**Material supplied:**
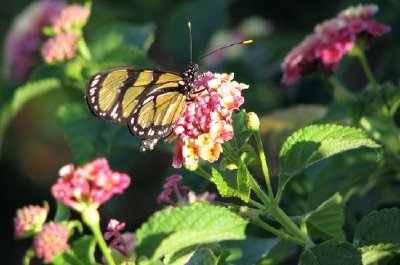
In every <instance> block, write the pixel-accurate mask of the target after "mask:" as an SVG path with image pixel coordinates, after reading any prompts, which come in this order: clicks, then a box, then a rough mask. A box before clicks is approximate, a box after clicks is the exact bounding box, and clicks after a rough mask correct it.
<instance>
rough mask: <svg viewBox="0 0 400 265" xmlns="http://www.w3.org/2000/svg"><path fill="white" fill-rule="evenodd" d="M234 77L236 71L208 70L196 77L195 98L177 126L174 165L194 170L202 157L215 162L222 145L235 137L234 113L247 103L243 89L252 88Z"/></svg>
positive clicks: (213, 161) (180, 119)
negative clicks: (232, 138) (225, 71)
mask: <svg viewBox="0 0 400 265" xmlns="http://www.w3.org/2000/svg"><path fill="white" fill-rule="evenodd" d="M233 78H234V75H233V73H232V74H217V73H211V72H207V73H204V74H202V75H199V76H198V77H197V79H196V80H195V82H194V88H195V91H197V94H196V95H195V99H194V100H193V101H188V102H187V105H186V110H185V112H184V113H183V114H182V115H181V116H180V117H179V119H178V121H177V123H176V124H175V127H174V133H175V135H176V136H177V138H178V142H177V144H176V146H175V149H174V158H173V166H174V167H176V168H179V167H181V166H182V165H184V166H185V167H186V168H188V169H191V170H194V169H196V168H197V166H198V162H199V159H200V158H201V159H203V160H206V161H208V162H210V163H212V162H214V161H216V160H217V159H218V158H219V155H220V154H221V152H222V146H221V145H222V144H223V143H224V142H226V141H229V140H231V139H232V137H233V135H234V133H233V127H232V112H233V111H234V110H238V109H239V107H240V106H241V105H242V104H243V102H244V99H243V97H242V95H241V92H242V90H243V89H246V88H248V85H245V84H242V83H238V82H236V81H234V80H233Z"/></svg>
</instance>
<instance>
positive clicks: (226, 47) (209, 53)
mask: <svg viewBox="0 0 400 265" xmlns="http://www.w3.org/2000/svg"><path fill="white" fill-rule="evenodd" d="M250 43H253V40H244V41H238V42H234V43H231V44H228V45H226V46H223V47H221V48H218V49H216V50H213V51H212V52H209V53H207V54H206V55H203V56H201V57H200V59H203V58H205V57H207V56H209V55H211V54H213V53H215V52H217V51H220V50H223V49H226V48H228V47H232V46H235V45H239V44H250Z"/></svg>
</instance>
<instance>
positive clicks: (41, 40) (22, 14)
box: [3, 0, 65, 81]
mask: <svg viewBox="0 0 400 265" xmlns="http://www.w3.org/2000/svg"><path fill="white" fill-rule="evenodd" d="M64 7H65V3H64V1H52V0H40V1H36V2H33V3H32V4H30V5H29V6H28V7H27V8H26V9H25V10H24V11H23V12H22V13H21V14H20V15H19V16H18V17H16V18H15V19H14V21H13V23H12V26H11V28H10V30H9V31H8V32H7V35H6V38H5V43H4V55H3V58H4V59H3V74H4V75H5V76H7V77H9V76H14V77H16V78H17V79H18V80H19V81H24V80H25V79H27V78H28V76H29V74H30V72H31V70H32V68H33V67H34V66H35V65H36V64H37V63H38V60H37V57H38V54H39V51H40V47H41V45H42V43H43V34H42V29H43V27H45V26H50V25H51V23H52V22H53V21H54V19H55V18H56V17H57V15H58V14H59V13H60V12H61V9H62V8H64Z"/></svg>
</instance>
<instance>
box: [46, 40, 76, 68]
mask: <svg viewBox="0 0 400 265" xmlns="http://www.w3.org/2000/svg"><path fill="white" fill-rule="evenodd" d="M78 39H79V36H78V35H77V34H75V33H60V34H58V35H56V36H55V37H53V38H50V39H48V40H47V41H46V42H45V43H44V45H43V47H42V56H43V59H44V60H45V61H46V62H47V63H56V62H62V61H64V60H70V59H72V57H74V55H75V53H76V50H77V44H76V42H77V41H78Z"/></svg>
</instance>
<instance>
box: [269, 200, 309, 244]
mask: <svg viewBox="0 0 400 265" xmlns="http://www.w3.org/2000/svg"><path fill="white" fill-rule="evenodd" d="M269 213H270V214H271V215H272V216H273V217H275V219H276V221H278V222H279V223H280V224H281V225H282V226H283V228H285V229H286V231H287V232H289V233H290V234H291V235H292V236H294V237H296V238H297V239H299V240H301V241H302V242H304V246H305V247H306V248H307V247H312V246H314V243H313V242H312V240H311V239H310V237H308V236H307V235H306V234H304V233H303V232H301V230H300V228H299V227H298V226H297V225H296V224H295V223H294V222H293V221H292V219H290V217H289V216H287V214H286V213H285V212H284V211H282V209H281V208H279V207H278V206H273V207H271V208H270V209H269Z"/></svg>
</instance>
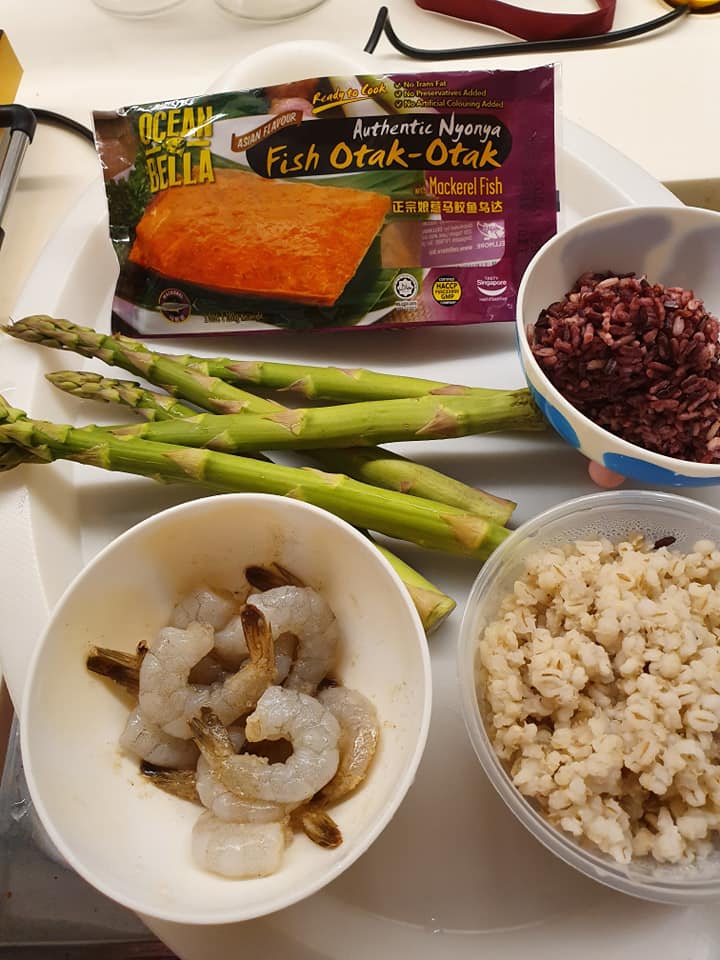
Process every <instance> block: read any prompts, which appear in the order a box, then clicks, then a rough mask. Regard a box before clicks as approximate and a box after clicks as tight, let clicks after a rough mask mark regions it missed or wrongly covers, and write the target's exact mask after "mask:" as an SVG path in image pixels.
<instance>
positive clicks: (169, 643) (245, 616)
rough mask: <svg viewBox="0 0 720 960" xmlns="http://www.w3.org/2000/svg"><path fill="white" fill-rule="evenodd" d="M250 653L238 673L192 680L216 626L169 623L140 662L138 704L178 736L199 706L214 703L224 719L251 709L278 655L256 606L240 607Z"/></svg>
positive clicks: (171, 731)
mask: <svg viewBox="0 0 720 960" xmlns="http://www.w3.org/2000/svg"><path fill="white" fill-rule="evenodd" d="M242 617H243V628H244V631H245V637H246V639H247V643H248V650H249V651H250V658H249V660H248V661H247V663H245V664H244V665H243V666H242V667H241V668H240V669H239V670H238V671H237V672H236V673H233V674H231V675H230V676H228V677H226V678H225V679H224V680H222V681H219V682H218V683H215V684H213V685H211V686H210V687H203V686H200V685H198V684H192V683H190V682H189V675H190V671H191V670H192V668H193V667H194V666H195V664H197V663H199V661H200V660H202V658H203V657H205V656H207V654H208V653H210V650H211V649H212V647H213V639H214V631H213V628H212V627H211V626H209V625H206V624H201V623H191V624H190V625H189V626H188V627H187V629H186V630H181V629H178V628H177V627H165V628H164V629H163V630H161V631H160V632H159V634H158V637H157V639H156V641H155V642H154V643H153V644H152V645H151V647H150V650H149V652H148V653H147V655H146V656H145V659H144V660H143V664H142V667H141V668H140V700H139V702H140V709H141V710H142V712H143V714H144V716H145V717H146V719H147V720H149V721H150V722H151V723H155V724H157V725H158V726H160V727H162V729H163V730H164V731H165V732H166V733H169V734H171V735H172V736H175V737H181V738H183V739H189V738H190V737H191V736H192V733H191V730H190V727H189V726H188V720H189V719H190V718H191V717H193V716H196V715H197V714H198V713H199V711H200V709H201V707H210V708H211V709H212V710H213V712H214V713H215V714H216V715H217V716H218V717H219V718H220V720H221V721H222V722H223V723H225V724H230V723H232V722H233V721H234V720H236V719H237V718H238V717H239V716H241V715H242V714H243V713H247V711H248V710H252V709H253V708H254V706H255V704H256V703H257V701H258V698H259V697H260V695H261V694H262V692H263V691H264V690H265V689H266V688H267V686H268V685H269V684H270V683H271V682H272V678H273V675H274V672H275V657H274V646H273V640H272V633H271V631H270V627H269V625H268V623H267V622H266V620H265V618H264V617H263V615H262V614H261V613H259V612H258V611H257V610H256V609H255V608H254V607H251V606H246V607H245V608H244V610H243V612H242Z"/></svg>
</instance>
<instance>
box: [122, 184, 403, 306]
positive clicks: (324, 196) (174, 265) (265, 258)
mask: <svg viewBox="0 0 720 960" xmlns="http://www.w3.org/2000/svg"><path fill="white" fill-rule="evenodd" d="M389 208H390V200H389V198H388V197H386V196H384V195H382V194H378V193H372V192H369V191H365V190H354V189H351V188H347V187H324V186H317V185H315V184H310V183H298V182H292V183H291V182H286V181H283V180H265V179H263V178H262V177H259V176H256V175H255V174H252V173H245V172H244V171H241V170H216V171H215V181H214V182H213V183H203V184H199V185H196V186H181V187H173V188H172V189H168V190H165V191H163V192H162V193H160V194H158V196H157V197H155V199H154V200H153V201H152V202H151V203H150V205H149V206H148V208H147V209H146V211H145V213H144V214H143V216H142V218H141V220H140V222H139V223H138V226H137V231H136V236H135V242H134V244H133V247H132V250H131V252H130V260H131V261H132V262H133V263H136V264H138V265H139V266H142V267H145V268H147V269H150V270H153V271H155V272H157V273H160V274H162V275H163V276H166V277H170V278H174V279H176V280H184V281H186V282H188V283H193V284H198V285H199V286H204V287H207V288H209V289H214V290H220V291H224V292H228V293H234V294H241V295H242V294H244V295H246V296H256V297H271V298H273V299H278V300H290V301H293V302H295V303H302V304H309V305H313V306H320V307H328V306H332V305H333V304H334V303H335V302H336V301H337V299H338V298H339V297H340V294H341V293H342V292H343V290H344V288H345V286H346V284H347V283H348V281H349V280H350V279H351V278H352V276H353V275H354V274H355V271H356V270H357V268H358V266H359V265H360V262H361V261H362V259H363V257H364V256H365V254H366V253H367V251H368V248H369V247H370V245H371V243H372V242H373V240H374V239H375V237H376V236H377V234H378V232H379V230H380V228H381V227H382V225H383V222H384V220H385V215H386V214H387V212H388V210H389Z"/></svg>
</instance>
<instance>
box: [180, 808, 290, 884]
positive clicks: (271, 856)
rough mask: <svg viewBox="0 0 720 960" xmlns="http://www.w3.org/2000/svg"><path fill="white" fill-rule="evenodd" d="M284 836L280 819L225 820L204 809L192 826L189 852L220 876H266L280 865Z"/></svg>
mask: <svg viewBox="0 0 720 960" xmlns="http://www.w3.org/2000/svg"><path fill="white" fill-rule="evenodd" d="M287 837H288V834H287V829H286V827H285V824H284V823H280V822H275V823H228V822H227V821H225V820H219V819H218V818H217V817H214V816H213V815H212V814H211V813H210V812H209V811H206V812H205V813H203V814H202V816H201V817H200V818H199V819H198V821H197V823H196V824H195V826H194V827H193V832H192V853H193V857H194V859H195V862H196V863H197V864H198V865H199V866H201V867H204V868H205V869H206V870H210V871H211V872H212V873H219V874H220V875H221V876H223V877H232V878H234V879H237V880H240V879H249V878H251V877H267V876H269V875H270V874H272V873H275V871H276V870H278V868H279V867H280V864H281V863H282V858H283V853H284V852H285V845H286V843H287Z"/></svg>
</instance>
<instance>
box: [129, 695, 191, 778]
mask: <svg viewBox="0 0 720 960" xmlns="http://www.w3.org/2000/svg"><path fill="white" fill-rule="evenodd" d="M120 746H121V747H123V749H125V750H127V752H128V753H132V754H134V755H135V756H136V757H139V758H140V759H141V760H147V761H148V763H152V764H154V765H155V766H158V767H170V768H172V769H178V770H179V769H183V768H186V767H195V765H196V763H197V760H198V748H197V746H196V745H195V744H194V743H193V741H192V740H180V739H179V738H178V737H171V736H170V735H169V734H168V733H165V731H164V730H162V729H161V728H160V727H158V726H157V725H156V724H154V723H150V721H149V720H147V719H146V718H145V717H144V716H143V714H142V711H141V710H140V708H139V707H136V708H135V709H134V710H133V711H132V713H131V714H130V716H129V717H128V720H127V723H126V724H125V729H124V730H123V732H122V733H121V734H120Z"/></svg>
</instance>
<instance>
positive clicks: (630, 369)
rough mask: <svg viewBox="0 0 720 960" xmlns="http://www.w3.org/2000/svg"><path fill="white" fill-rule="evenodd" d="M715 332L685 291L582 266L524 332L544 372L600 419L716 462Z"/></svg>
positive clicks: (637, 435)
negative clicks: (546, 307)
mask: <svg viewBox="0 0 720 960" xmlns="http://www.w3.org/2000/svg"><path fill="white" fill-rule="evenodd" d="M719 333H720V322H719V321H718V320H717V318H716V317H714V316H712V315H711V314H709V313H708V312H707V310H706V309H705V307H704V305H703V302H702V300H699V299H698V298H697V297H696V296H695V295H694V293H693V292H692V290H683V289H682V288H681V287H664V286H663V285H662V284H659V283H649V282H648V281H647V280H646V279H645V278H644V277H637V276H635V274H614V273H584V274H583V275H582V276H581V277H579V279H578V280H577V282H576V283H575V286H574V287H573V289H572V290H571V291H570V292H569V293H568V294H566V296H565V297H564V298H563V299H562V300H559V301H558V302H557V303H553V304H551V305H550V306H549V307H547V308H546V309H545V310H543V311H542V312H541V313H540V316H539V317H538V319H537V321H536V323H535V325H534V327H530V328H529V329H528V339H529V342H530V345H531V348H532V352H533V354H534V356H535V359H536V360H537V362H538V364H539V365H540V367H541V368H542V370H543V371H544V373H545V375H546V376H547V377H548V379H549V380H550V381H551V382H552V383H553V384H554V386H555V387H556V388H557V389H558V390H559V391H560V393H562V394H563V396H564V397H565V398H566V399H567V400H568V401H569V402H570V403H572V404H573V406H575V407H577V409H578V410H580V411H581V412H582V413H584V414H585V416H587V417H589V418H590V419H591V420H593V421H594V422H595V423H596V424H597V425H598V426H600V427H604V428H605V429H606V430H609V431H610V432H611V433H614V434H616V435H617V436H619V437H622V438H623V439H625V440H628V441H629V442H630V443H634V444H637V445H638V446H641V447H644V448H645V449H646V450H653V451H656V452H657V453H662V454H665V455H667V456H670V457H677V458H679V459H682V460H694V461H696V462H699V463H716V462H718V461H720V346H719V344H718V334H719Z"/></svg>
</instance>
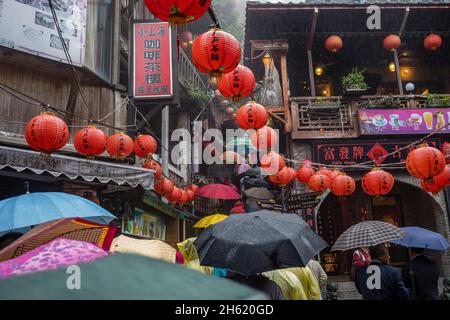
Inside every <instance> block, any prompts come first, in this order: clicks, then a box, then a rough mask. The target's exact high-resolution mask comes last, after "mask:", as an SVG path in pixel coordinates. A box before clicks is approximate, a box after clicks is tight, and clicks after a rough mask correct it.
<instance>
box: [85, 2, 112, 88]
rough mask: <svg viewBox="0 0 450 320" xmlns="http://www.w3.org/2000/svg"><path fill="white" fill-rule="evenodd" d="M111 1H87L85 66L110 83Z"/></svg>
mask: <svg viewBox="0 0 450 320" xmlns="http://www.w3.org/2000/svg"><path fill="white" fill-rule="evenodd" d="M112 9H113V5H112V0H96V1H88V5H87V19H86V48H85V66H86V67H88V68H89V69H91V70H92V71H94V72H95V73H96V74H98V75H99V76H100V77H102V78H103V79H105V80H107V81H109V82H110V81H111V52H112Z"/></svg>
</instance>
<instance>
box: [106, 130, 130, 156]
mask: <svg viewBox="0 0 450 320" xmlns="http://www.w3.org/2000/svg"><path fill="white" fill-rule="evenodd" d="M133 146H134V144H133V139H131V138H130V137H129V136H127V135H126V134H125V133H123V132H118V133H116V134H113V135H112V136H110V137H109V138H108V139H107V140H106V151H108V153H109V155H110V156H111V157H114V158H116V159H118V160H123V159H125V158H126V157H128V156H129V155H130V154H131V152H133Z"/></svg>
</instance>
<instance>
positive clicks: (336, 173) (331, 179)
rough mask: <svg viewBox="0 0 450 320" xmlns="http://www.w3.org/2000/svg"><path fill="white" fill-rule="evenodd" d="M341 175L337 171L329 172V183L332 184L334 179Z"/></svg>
mask: <svg viewBox="0 0 450 320" xmlns="http://www.w3.org/2000/svg"><path fill="white" fill-rule="evenodd" d="M341 174H342V172H340V171H339V170H333V171H330V173H329V175H328V177H329V178H330V180H331V182H333V180H334V178H336V177H338V176H340V175H341Z"/></svg>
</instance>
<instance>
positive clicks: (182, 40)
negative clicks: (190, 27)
mask: <svg viewBox="0 0 450 320" xmlns="http://www.w3.org/2000/svg"><path fill="white" fill-rule="evenodd" d="M192 39H193V37H192V32H190V31H189V30H185V31H183V32H182V33H181V35H180V40H181V42H184V43H187V44H192Z"/></svg>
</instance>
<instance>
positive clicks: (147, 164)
mask: <svg viewBox="0 0 450 320" xmlns="http://www.w3.org/2000/svg"><path fill="white" fill-rule="evenodd" d="M142 167H144V168H146V169H150V170H155V178H156V179H159V178H161V176H162V168H161V165H160V164H159V163H158V162H156V161H155V160H150V161H147V162H146V163H144V164H143V165H142Z"/></svg>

**Job item:**
State how many lines of the data above contain the word "negative", and reply with only that number.

**Exercise output:**
3